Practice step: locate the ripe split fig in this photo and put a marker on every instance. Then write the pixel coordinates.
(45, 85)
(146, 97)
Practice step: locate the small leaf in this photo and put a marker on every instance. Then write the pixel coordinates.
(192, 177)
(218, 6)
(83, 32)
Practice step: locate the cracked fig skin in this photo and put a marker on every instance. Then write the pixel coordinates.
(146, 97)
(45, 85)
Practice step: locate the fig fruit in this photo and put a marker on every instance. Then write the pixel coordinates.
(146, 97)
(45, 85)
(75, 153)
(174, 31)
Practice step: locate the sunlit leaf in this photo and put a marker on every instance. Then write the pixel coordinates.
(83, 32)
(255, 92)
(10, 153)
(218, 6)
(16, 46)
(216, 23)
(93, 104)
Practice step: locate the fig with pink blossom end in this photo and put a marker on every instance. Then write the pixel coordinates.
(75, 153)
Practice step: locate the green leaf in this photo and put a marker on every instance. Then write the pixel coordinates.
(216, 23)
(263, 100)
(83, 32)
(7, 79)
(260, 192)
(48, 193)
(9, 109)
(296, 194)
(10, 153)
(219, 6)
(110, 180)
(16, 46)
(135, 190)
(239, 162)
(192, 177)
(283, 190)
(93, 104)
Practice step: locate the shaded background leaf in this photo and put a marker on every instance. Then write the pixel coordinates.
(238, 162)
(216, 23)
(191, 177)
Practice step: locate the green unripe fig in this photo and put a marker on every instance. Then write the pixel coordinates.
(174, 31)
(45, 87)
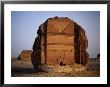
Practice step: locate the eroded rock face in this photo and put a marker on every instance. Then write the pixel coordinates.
(60, 41)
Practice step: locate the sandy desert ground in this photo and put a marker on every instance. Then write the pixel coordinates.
(24, 68)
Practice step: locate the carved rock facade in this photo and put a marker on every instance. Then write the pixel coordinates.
(60, 41)
(25, 54)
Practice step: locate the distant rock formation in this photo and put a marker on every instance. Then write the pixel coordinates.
(60, 41)
(25, 54)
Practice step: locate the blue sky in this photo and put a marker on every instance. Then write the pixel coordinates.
(24, 26)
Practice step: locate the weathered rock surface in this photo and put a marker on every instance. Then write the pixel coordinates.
(60, 41)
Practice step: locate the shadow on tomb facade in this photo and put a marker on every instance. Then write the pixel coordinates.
(60, 41)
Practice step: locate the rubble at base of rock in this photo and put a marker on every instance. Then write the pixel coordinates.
(60, 41)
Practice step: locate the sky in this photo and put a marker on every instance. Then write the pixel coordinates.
(24, 26)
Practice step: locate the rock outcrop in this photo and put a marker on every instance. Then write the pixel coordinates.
(60, 41)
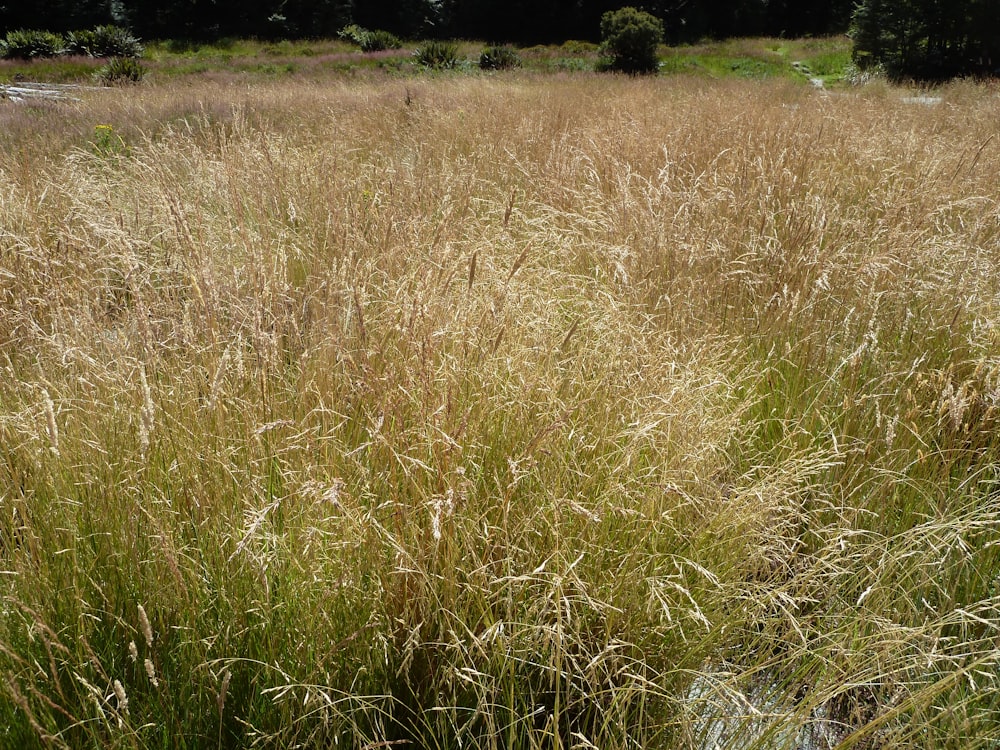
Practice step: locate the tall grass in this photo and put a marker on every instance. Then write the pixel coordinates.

....

- _The task_
Write the data above out exactly. Leave out any pictures.

- _Solution to this problem_
Practice step: locate the ripe split fig in this photo and put a marker on every instance. Then write the pixel coordinates.
(45, 85)
(146, 97)
Practice step: locate the small leaf in this photo and put a marker on every instance. Then write the pixel coordinates.
(192, 177)
(218, 6)
(83, 32)
Practice step: locate the cracked fig skin in this photo and put a marker on every instance. Then write the pixel coordinates.
(146, 97)
(45, 85)
Practice step: locate the fig fruit in this photo and put a marker on every instance. Then write the pixel coordinates.
(146, 97)
(45, 85)
(75, 153)
(174, 31)
Practice step: locate the sunlit leaf in this photo and put a marker on every instance. Then write the pixel coordinates.
(83, 32)
(255, 92)
(10, 153)
(218, 6)
(16, 46)
(216, 23)
(93, 104)
Practice step: locate the fig with pink blossom end in this photo and put a marker on every instance. Then write the pixel coordinates.
(75, 153)
Practice step: locate the green leaf in this photo and put a marker on every instance. Then write the pixel coordinates.
(216, 23)
(263, 100)
(83, 32)
(7, 79)
(260, 192)
(48, 193)
(9, 109)
(296, 194)
(10, 153)
(219, 6)
(110, 180)
(16, 46)
(135, 190)
(239, 162)
(192, 177)
(283, 190)
(93, 104)
Practice step: locate the shaded background leaf in this photo and put a marker on every instance. Then write the pixel coordinates.
(238, 162)
(216, 23)
(191, 177)
Practice step: locate the green unripe fig in this photo and put a marker on every instance. Then write the pixel coordinates.
(174, 31)
(45, 87)
Practice step: locate the eroded rock face in this photo and put a marker on every instance. Then write the pixel coordinates.
(60, 41)
Practice step: locate the sandy desert ground in this photo and put a marker on every instance. Then write the pixel coordinates.
(24, 68)
Practice step: locate the carved rock facade in this photo and put a marker on every instance. Then write the pixel coordinates.
(60, 41)
(25, 54)
Practice step: locate the distant rock formation in this photo and put a marker on every instance. Then write the pixel coordinates.
(60, 41)
(25, 54)
Practice step: locate the blue sky in this photo and put a marker on every instance. Then write the pixel coordinates.
(24, 26)
Practice step: locate the weathered rock surface in this photo and put a marker on every instance. Then write the pixel coordinates.
(60, 41)
Practice step: locate the shadow on tomb facade in this photo and put a marker on every instance. Then write the pixel coordinates.
(60, 41)
Practice step: locate the rubble at base of rock in this photo and put a marker on every instance. Then write the pixel coordinates.
(60, 41)
Practice step: locate the sky in this photo and put a marker on every instance. Then write the pixel coordinates.
(24, 26)
Practice step: locate the rock outcrop in this photo and put a marker on every instance. Then write the pixel coordinates.
(60, 41)
Practice step: locate the tall grass in this photo and put a marker on every instance. Then write the pixel coordinates.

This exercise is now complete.